### [JOB 1]
Gather every line of the rows below that contains the word "post", and copy each one.

### [EXCERPTED PASSAGE]
━━━━━━━━━━━━━━━━━━━━
Gov. Jerry Brown, a Democrat, announced late Tuesday that he has given up on negotiations with a handful of the Legislature’s minority Republicans to secure the votes needed to bring about a ballot measure this June asking voters to extend some temporary taxes.

Majority Democrats had lined up behind the proposal, but some GOP support was needed to achieve two-thirds majorities to place the measures on the ballot.

Brown has identified a $26.6 billion general fund budget shortfall. So far, lawmakers have approved $14.5 billion in cuts and fund shifts, but Brown was counting on the tax extensions to supply the balance.

The administration’s budget plans call for it to access the market this summer for the state’s annual revenue anticipation note sale, in the $10 billion range.

That can’t happen unless there is a truly balanced budget in place first, said Tom Dresslar, spokesman for Treasurer Bill Lockyer. California won’t be selling long-term general obligation bonds, either, until that balanced budget is set, he added.

“The bottom line in terms of Rans and infrastructure bonds is the timely adoption of a balanced budget,” Dresslar said.

It’s not clear what exactly happens next. There has been talk of funding a signature-gathering campaign to put a tax measure before the voters this November.

Senate President pro tempore Darrell Steinberg, speaking to the press Tuesday afternoon, shot down speculation that Democrats will try to call a June tax election on a majority vote, using the Legislature’s recently won authority to pass budget legislation on a majority-vote basis.

Any such effort would almost certainly be challenged in court.

The treasurer is well aware that investors want certainty before buying California paper, Dresslar said. That’s why it’s important to have a definitive balanced budget in place, he said.

“It can’t be contingent on something happening in the future,” Dresslar said. “It’s got to provide investors adequate comfort and coverage for their investment.”

Any scenario dependant on a November election would push the state out of the long-term bond market until early 2012 at the soonest, Dresslar said. The state has already called off its usual spring GO bond issue.

Standard & Poor’s, in a news release Wednesday, said it would focus closely on California cash management as it monitors the state and its rating, currently A-minus with a negative outlook.

“If the state is unable to enact a budget prior to the start of the fiscal year on July 1, we expect its cash-flow borrowing options to be complicated because it will be precluded from publicly issuing revenue anticipation notes,” Standard & Poor’s said.

“Extraordinary cash management actions such as certain payment deferrals or IOUs might in our view again prove critical to the state’s credit level if fiscal 2012 were to begin without a budget in place,” according to the rating agency.

Brown called off negotiations after failing to come to agreement with potential Republican swing voters for a package that would include pension reform, reduced business regulations, and a spending cap.

It culminated with what Brown described as a 53-point series of Republican demands.

“Each and every Republican legislator I’ve spoken to believes that voters should not have this right to vote unless I agree to an ever-changing list of collateral demands,” Brown said in a statement announcing the end of talks. 

Steinberg promised that Democrats will deliver a budget by mid-June, using the provisions of Proposition 25, the constitutional amendment voters approved in 2010 allowing state budgets to pass on majority vote.
━━━━━━━━━━━━━━━━━━━━
(Dataset rows on where objects appear)
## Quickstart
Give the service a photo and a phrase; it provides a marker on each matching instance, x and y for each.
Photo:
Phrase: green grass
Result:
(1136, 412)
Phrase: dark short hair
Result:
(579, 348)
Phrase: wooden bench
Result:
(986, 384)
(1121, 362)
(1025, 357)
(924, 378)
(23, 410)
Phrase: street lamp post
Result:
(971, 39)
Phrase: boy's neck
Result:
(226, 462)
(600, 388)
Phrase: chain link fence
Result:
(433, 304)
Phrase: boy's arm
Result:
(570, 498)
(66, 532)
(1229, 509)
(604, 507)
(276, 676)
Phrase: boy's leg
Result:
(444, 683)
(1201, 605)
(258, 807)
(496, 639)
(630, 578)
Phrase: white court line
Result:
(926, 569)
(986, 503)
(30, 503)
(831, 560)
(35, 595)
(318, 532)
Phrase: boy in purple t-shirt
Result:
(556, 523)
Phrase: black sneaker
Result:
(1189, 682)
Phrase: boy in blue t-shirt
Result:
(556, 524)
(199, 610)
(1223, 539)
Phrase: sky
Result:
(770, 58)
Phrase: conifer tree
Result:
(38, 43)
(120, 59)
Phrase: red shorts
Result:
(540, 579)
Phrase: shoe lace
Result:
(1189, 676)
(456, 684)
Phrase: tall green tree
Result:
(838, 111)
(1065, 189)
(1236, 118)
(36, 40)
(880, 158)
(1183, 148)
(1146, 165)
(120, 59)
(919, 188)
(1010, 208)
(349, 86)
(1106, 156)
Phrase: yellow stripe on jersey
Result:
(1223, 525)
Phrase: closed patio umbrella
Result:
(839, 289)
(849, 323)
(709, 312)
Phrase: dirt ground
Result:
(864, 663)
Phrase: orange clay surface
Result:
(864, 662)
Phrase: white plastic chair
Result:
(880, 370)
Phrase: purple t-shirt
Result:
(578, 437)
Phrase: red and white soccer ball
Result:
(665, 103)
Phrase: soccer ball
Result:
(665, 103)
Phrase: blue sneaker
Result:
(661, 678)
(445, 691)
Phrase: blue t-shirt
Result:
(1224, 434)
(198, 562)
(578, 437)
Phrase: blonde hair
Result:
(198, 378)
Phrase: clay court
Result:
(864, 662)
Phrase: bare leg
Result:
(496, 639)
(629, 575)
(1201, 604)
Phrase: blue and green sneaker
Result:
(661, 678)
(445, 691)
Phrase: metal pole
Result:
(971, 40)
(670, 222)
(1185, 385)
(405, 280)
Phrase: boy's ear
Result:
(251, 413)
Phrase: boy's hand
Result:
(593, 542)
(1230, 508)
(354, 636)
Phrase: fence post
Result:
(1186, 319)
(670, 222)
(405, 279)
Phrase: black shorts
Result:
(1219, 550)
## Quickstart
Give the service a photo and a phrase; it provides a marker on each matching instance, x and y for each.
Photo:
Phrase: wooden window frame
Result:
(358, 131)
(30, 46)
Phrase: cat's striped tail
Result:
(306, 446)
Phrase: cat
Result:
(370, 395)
━━━━━━━━━━━━━━━━━━━━
### [JOB 2]
According to the article on California's budget above, how large a general fund budget shortfall did Brown identify?

### [REPLY 1]
Phrase: street lamp post
Phrase: fence post

### [REPLY 2]
$26.6 billion.